* Stated goal 1 *
Name every user who posted in the thread on Sep 10, 2013.
* Stated goal 2 *
Reproduce the thread word for word from "So very sorry." to "condolences to you.".

* Quoted text *
# And now he's gone :(



## Zeroshero (Sep 10, 2013)

My sweet little boy was euthanized, I am so devastated. My little Easter Bunny, he beat the odds so many times but didn't have it in him to do it again. Thank you for the love and all the worry buddy until we meet again. Binky free and eat lots of veggies and alfalfa!


----------



## Watermelons (Sep 10, 2013)

I'm so sorry to hear this. After everything you 2 went through this is still a shock. 
Binky Free Zero


----------



## PaGal (Sep 10, 2013)

Oh my gosh, I am so very sorry for your loss. I hope you can take some comfort in knowing that you did so much for that little guy. There is not a doubt in my mind that you loved him. You hung in there with him longer than some would have. I am sure that the decision you made although so very difficult was the right one for him. 

Binky free Zero!


----------



## Bonsai (Sep 10, 2013)

Oh goodness....  I was hoping it wasn't YOUR Zero that had passed. I'm so very, very sorry. Your Zero was such a little trooper, I thought he was getting better.

Binky Free little Zero, and my deepest and more sincere condolences to you, Zero's mom &#9829;


----------



## NorthernAutumn (Sep 10, 2013)

Very sorry to hear this  - Zero was a real sweetie. Please know that you did your very best in challenging circumstances :hug1:
urplepansy:


----------



## Troller (Sep 11, 2013)

My condolences, I liked reading about you and him.


----------



## middlemuse (Sep 11, 2013)

So very sorry. You took such good care of him, and I know it was a long road.


----------



## KeltonB (Sep 11, 2013)

Oh my goodness! So, so, so sorry to hear this. My condolences to you.


----------



## Nancy McClelland (Sep 11, 2013)

We're so sorry for your loss. Binky free little man and rest in peace. :bunnyangel:


----------



## Ilovemyrabbit (Sep 11, 2013)

Oh no! I was rooting for Zero from the start! I'm so sorry to hear he has died.  Binky free lil guy!


----------



## JBun (Sep 11, 2013)

I feel so heartbroken that poor little Zero is gone. I was so hoping that his health problems would be sorted out, or at least stabilized. I'm so sorry for your loss. He seemed like such a sweet bun. I'll miss hearing about the little guy.


----------



## Zeroshero (Sep 11, 2013)

Thank you all for your good thoughts, and for being in his corner all along.


----------



## Azerane (Sep 14, 2013)

I'm so sorry for your loss, you both battled the whole way through.


----------

* Provided data *

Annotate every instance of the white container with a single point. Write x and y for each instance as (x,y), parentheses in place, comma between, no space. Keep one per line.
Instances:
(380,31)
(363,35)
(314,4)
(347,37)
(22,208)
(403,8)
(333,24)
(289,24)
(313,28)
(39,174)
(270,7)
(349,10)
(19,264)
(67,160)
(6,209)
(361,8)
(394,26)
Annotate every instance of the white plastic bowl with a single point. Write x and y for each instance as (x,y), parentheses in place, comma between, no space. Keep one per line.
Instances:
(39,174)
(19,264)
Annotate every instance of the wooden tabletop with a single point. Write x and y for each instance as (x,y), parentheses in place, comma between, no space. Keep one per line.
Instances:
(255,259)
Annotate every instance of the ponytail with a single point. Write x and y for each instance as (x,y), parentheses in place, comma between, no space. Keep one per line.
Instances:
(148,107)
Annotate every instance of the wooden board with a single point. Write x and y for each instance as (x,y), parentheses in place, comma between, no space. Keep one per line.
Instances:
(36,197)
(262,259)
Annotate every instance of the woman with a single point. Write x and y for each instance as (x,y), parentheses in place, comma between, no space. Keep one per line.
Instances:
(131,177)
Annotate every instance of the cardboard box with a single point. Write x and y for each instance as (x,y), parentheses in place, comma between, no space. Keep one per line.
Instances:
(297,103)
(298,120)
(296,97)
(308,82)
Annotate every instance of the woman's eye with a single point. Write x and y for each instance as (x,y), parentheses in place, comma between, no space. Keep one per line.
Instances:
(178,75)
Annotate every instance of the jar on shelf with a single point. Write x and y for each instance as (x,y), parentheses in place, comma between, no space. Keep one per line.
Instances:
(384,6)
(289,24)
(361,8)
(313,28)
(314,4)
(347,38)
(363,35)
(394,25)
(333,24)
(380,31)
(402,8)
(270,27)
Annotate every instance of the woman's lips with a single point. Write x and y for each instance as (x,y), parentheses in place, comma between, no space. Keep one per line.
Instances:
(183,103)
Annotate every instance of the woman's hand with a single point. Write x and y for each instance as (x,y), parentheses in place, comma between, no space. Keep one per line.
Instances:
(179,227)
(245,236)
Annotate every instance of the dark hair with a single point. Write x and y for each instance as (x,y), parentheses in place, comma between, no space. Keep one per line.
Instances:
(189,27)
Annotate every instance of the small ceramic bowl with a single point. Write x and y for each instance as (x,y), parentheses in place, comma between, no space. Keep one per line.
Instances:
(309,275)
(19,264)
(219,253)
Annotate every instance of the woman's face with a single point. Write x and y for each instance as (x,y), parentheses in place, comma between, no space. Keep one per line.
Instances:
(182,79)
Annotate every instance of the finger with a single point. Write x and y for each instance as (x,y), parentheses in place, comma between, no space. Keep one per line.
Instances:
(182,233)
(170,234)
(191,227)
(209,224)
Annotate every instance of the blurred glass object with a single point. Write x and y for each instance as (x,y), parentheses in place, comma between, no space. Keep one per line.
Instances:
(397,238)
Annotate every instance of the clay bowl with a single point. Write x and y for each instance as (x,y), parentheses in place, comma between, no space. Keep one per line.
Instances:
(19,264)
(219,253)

--

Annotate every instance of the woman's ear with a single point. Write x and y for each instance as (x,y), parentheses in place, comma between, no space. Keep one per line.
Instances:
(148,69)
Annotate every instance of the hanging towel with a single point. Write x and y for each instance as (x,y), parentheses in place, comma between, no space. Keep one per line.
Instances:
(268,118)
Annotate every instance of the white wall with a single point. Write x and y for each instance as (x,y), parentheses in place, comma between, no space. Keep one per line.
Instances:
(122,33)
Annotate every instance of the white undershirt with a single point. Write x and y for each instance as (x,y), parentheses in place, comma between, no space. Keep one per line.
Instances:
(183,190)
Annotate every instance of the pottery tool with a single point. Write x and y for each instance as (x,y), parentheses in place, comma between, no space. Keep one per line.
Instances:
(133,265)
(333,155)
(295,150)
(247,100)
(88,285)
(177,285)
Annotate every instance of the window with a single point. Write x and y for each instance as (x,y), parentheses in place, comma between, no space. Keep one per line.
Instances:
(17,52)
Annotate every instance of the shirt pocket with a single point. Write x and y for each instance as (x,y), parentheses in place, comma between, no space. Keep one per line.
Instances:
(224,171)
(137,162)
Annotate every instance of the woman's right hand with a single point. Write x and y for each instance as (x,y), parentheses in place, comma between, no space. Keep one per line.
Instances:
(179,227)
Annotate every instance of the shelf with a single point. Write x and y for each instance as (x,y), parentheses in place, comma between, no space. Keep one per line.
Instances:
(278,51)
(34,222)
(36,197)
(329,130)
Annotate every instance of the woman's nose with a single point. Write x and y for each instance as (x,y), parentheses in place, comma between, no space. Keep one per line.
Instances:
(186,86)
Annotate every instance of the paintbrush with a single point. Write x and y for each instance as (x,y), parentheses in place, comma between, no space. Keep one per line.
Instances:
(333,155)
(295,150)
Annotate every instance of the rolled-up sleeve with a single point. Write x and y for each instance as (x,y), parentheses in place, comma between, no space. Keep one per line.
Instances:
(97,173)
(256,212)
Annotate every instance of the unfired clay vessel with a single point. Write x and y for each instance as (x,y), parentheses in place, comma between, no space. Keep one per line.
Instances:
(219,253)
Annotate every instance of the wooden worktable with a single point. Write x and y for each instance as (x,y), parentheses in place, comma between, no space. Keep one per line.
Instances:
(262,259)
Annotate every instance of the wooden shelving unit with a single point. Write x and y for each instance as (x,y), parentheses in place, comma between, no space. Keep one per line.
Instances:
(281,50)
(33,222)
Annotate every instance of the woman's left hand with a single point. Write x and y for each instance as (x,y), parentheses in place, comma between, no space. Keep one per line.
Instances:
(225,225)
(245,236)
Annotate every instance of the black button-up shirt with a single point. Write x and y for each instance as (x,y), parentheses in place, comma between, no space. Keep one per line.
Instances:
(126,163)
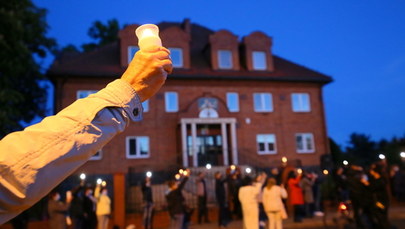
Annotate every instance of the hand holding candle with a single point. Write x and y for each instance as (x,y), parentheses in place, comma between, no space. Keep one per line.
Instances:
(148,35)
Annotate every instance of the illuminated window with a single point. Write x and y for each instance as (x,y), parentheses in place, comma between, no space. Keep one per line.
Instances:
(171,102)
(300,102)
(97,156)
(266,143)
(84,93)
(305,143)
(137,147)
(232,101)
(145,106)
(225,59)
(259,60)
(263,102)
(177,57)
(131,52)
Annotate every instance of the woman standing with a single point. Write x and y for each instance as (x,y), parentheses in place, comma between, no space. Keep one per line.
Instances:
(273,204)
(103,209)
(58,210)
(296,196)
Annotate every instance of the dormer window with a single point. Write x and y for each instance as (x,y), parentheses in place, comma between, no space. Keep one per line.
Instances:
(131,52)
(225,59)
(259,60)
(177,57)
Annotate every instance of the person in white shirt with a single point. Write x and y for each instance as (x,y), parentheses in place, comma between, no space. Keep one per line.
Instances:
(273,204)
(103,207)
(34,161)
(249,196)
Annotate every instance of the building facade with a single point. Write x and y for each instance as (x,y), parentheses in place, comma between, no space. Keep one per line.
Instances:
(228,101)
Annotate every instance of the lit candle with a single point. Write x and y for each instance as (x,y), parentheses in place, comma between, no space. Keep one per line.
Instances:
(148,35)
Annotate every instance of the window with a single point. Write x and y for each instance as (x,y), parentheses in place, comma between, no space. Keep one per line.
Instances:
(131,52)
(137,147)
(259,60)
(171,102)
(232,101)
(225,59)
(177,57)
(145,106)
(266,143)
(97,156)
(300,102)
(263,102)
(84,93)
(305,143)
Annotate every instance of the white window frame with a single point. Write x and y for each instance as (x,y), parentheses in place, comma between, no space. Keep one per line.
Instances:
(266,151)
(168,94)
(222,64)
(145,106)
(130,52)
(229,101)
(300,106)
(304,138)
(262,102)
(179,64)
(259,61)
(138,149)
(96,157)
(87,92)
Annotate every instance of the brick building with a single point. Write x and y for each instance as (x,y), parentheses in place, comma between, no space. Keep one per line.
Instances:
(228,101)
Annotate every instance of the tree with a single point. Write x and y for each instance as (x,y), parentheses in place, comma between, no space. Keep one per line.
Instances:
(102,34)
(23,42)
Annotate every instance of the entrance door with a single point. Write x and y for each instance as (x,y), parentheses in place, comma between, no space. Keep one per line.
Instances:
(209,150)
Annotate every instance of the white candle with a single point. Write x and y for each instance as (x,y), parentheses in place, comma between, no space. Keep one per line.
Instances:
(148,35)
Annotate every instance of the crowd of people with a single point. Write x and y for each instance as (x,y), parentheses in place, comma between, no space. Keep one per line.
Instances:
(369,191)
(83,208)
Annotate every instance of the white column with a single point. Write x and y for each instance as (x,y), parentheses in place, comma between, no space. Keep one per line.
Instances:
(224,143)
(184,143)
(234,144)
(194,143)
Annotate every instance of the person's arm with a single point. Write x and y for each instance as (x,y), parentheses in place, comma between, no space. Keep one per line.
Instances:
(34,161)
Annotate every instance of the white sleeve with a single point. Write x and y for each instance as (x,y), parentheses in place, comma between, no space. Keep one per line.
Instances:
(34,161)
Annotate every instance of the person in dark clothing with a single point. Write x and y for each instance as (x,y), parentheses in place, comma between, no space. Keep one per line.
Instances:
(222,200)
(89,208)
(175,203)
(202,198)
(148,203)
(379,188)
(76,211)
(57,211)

...

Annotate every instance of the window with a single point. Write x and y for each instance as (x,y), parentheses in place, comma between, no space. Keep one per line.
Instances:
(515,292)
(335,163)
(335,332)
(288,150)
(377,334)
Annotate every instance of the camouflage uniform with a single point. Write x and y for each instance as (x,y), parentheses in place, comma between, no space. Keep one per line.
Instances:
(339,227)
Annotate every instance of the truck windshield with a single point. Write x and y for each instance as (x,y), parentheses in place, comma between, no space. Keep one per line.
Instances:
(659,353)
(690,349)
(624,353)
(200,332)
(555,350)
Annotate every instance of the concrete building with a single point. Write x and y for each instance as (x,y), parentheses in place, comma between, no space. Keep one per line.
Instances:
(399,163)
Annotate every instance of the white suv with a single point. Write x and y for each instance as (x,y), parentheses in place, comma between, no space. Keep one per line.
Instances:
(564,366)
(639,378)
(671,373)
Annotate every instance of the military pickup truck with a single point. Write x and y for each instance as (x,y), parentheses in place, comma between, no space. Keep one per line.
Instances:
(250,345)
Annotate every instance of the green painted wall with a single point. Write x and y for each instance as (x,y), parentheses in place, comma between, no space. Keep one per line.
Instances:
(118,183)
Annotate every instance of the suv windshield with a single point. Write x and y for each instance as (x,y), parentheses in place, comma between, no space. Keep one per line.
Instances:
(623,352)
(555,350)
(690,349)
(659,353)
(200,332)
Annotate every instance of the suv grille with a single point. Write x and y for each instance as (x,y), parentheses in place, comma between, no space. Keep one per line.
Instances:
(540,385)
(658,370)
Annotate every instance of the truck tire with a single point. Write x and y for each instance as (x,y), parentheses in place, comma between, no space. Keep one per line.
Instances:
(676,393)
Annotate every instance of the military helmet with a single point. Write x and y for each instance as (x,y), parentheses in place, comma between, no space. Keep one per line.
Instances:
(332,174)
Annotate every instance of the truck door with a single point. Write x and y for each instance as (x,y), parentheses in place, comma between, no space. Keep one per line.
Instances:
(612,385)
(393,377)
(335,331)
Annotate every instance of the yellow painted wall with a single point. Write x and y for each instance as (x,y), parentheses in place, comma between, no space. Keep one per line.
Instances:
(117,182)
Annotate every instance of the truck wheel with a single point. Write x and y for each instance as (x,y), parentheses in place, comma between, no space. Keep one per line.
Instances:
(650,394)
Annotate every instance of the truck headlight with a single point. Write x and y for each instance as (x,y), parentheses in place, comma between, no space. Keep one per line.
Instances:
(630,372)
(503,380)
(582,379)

* Correct response 1 *
Zeroshero, Watermelons, PaGal, Bonsai, NorthernAutumn

* Correct response 2 *
So very sorry. You took such good care of him, and I know it was a long road.


----------



## KeltonB (Sep 11, 2013)

Oh my goodness! So, so, so sorry to hear this. My condolences to you.